Look through the data below for the line with "ring rule: even-odd" and the line with "454], [757, 280]]]", then output those two and all lines in between, exactly as written.

Saved data entries
^^^^^^^^^^^^^^^^
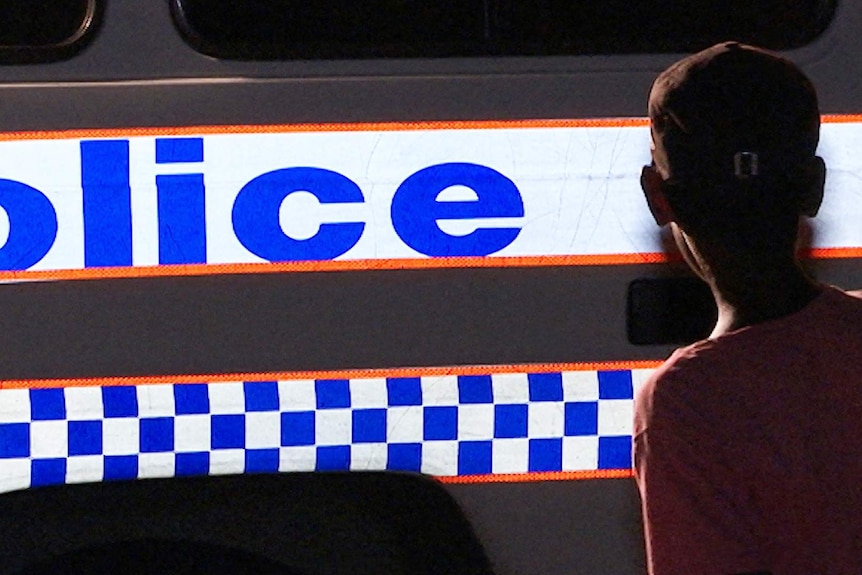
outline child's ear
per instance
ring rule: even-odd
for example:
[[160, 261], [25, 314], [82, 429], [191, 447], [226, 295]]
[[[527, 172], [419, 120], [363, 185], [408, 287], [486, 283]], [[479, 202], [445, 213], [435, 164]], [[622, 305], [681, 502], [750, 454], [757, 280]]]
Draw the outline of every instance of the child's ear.
[[823, 203], [823, 188], [826, 184], [826, 163], [814, 156], [800, 169], [799, 213], [813, 218]]
[[655, 222], [664, 226], [674, 221], [673, 210], [665, 195], [664, 179], [655, 166], [644, 166], [641, 171], [641, 189], [646, 197], [647, 205]]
^^^^^^^^^^^^^^^^
(Output of the exercise):
ring rule: even-odd
for example:
[[160, 261], [25, 314], [82, 429], [191, 447], [226, 295]]
[[[527, 172], [419, 120], [363, 185], [408, 287], [486, 283]], [[479, 202], [445, 213], [435, 164]], [[622, 305], [681, 502], [750, 454], [757, 280]]]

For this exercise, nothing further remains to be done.